START Dataset records

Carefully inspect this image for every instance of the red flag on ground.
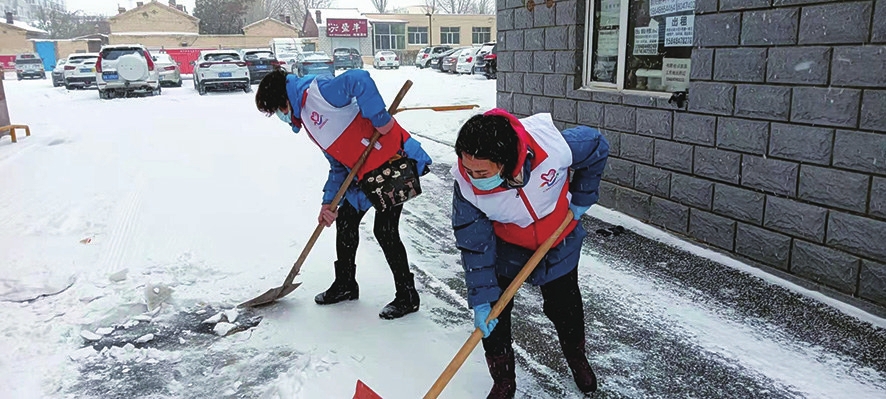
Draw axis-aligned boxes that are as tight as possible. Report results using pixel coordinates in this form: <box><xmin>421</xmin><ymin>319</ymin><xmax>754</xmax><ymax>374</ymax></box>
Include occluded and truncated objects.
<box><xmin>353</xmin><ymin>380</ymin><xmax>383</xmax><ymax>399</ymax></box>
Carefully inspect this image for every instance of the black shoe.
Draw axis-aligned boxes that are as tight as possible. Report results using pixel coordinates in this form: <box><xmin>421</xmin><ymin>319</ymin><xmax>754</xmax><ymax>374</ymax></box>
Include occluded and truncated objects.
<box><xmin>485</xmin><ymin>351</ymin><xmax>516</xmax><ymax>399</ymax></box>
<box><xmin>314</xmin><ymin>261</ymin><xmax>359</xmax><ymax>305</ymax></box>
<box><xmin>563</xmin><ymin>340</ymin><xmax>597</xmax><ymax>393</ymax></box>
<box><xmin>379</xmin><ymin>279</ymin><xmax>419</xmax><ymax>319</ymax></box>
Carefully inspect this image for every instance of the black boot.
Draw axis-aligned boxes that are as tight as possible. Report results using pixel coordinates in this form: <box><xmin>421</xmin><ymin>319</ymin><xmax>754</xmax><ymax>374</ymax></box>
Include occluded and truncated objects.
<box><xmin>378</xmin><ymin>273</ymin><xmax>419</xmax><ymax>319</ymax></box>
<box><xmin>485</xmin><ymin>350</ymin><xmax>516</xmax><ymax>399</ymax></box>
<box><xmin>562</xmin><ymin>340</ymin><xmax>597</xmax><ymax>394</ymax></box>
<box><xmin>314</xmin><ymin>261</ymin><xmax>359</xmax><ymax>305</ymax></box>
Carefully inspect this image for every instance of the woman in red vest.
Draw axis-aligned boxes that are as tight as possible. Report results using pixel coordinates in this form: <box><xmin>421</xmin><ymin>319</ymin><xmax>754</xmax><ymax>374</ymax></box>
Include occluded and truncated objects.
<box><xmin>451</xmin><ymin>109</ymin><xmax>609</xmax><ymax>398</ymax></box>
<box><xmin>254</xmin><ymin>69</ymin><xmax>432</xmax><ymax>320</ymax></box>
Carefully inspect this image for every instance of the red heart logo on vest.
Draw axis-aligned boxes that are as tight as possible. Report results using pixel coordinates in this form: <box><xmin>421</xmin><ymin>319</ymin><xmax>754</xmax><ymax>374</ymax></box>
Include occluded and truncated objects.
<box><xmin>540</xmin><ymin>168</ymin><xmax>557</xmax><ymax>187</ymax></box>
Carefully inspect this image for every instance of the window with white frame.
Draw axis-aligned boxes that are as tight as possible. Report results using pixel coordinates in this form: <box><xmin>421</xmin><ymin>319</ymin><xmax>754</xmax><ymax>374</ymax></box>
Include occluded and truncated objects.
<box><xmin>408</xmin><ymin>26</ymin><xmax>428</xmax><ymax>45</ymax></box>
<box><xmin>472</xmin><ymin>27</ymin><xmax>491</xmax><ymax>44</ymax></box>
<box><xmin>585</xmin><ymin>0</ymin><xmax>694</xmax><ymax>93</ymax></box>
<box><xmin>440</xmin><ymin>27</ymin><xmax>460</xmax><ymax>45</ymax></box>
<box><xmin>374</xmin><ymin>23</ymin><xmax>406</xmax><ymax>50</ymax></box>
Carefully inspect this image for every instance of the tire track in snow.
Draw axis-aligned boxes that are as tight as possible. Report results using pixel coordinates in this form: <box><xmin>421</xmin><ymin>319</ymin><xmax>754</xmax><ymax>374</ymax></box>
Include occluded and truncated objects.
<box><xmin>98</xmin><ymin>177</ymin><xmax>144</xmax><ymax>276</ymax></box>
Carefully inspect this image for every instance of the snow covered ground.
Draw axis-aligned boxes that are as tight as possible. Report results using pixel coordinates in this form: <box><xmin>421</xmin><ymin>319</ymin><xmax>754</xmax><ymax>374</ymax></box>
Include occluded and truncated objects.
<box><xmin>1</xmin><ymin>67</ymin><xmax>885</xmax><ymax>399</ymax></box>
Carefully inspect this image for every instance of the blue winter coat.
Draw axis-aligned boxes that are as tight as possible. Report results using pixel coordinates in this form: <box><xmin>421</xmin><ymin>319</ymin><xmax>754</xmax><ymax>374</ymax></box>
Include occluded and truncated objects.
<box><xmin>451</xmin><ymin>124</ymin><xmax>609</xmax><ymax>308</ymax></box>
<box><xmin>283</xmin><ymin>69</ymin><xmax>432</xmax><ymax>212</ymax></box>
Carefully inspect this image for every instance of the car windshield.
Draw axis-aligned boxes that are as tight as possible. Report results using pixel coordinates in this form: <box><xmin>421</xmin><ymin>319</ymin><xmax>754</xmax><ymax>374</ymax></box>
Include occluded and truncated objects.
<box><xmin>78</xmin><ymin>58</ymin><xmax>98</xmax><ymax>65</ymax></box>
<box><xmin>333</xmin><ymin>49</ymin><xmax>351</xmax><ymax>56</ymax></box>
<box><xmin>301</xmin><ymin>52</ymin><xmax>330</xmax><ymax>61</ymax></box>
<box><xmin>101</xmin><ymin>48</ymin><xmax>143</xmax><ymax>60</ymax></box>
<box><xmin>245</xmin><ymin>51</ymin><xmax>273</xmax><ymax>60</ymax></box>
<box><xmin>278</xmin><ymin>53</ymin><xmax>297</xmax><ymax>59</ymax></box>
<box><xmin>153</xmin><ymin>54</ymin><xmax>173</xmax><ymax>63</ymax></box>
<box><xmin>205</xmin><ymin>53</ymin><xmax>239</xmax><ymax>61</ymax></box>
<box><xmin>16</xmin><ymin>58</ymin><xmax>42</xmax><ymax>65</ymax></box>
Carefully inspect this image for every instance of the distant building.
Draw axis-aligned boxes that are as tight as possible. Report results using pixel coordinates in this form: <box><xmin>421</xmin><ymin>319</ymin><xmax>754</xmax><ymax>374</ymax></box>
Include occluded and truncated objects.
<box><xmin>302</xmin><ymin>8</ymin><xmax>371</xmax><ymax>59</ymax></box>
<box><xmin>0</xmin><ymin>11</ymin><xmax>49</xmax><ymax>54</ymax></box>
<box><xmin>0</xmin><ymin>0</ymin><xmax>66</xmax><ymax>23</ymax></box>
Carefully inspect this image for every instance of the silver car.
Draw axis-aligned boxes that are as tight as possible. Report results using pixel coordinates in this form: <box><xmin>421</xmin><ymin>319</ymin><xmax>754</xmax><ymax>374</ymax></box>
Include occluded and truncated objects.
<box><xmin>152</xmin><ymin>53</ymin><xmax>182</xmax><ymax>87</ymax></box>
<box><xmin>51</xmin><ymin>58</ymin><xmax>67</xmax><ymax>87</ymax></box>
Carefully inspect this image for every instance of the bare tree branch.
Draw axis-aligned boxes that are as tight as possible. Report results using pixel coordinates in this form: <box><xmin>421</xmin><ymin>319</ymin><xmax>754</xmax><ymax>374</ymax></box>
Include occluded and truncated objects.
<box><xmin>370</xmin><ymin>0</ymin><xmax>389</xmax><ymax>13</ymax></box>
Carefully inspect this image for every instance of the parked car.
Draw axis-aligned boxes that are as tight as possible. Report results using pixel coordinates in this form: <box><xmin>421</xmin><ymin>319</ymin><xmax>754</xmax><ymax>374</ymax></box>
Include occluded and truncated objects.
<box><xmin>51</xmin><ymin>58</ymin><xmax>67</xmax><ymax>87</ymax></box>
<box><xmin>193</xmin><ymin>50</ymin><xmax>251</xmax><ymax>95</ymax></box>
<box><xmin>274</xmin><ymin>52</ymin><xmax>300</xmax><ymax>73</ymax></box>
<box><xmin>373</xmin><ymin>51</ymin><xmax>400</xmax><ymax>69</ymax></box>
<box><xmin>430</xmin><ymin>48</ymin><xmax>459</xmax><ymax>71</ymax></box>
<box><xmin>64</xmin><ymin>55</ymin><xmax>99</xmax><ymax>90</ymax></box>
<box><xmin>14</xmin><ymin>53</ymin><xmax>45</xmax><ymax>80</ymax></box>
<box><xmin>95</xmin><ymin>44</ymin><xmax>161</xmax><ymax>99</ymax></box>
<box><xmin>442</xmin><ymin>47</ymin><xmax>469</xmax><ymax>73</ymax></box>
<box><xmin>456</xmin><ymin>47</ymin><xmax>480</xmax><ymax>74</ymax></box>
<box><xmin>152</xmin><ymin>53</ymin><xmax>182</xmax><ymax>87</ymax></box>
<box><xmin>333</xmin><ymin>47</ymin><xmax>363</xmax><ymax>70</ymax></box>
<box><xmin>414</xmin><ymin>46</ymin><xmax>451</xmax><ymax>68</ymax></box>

END Dataset records

◆ **Task statement**: Take every line from the data that includes the word "snow".

◆ **Expected answer**:
Carefully inspect this image for every instance of the tire track in snow.
Carefully inspect this image for every instance of the snow covered ground.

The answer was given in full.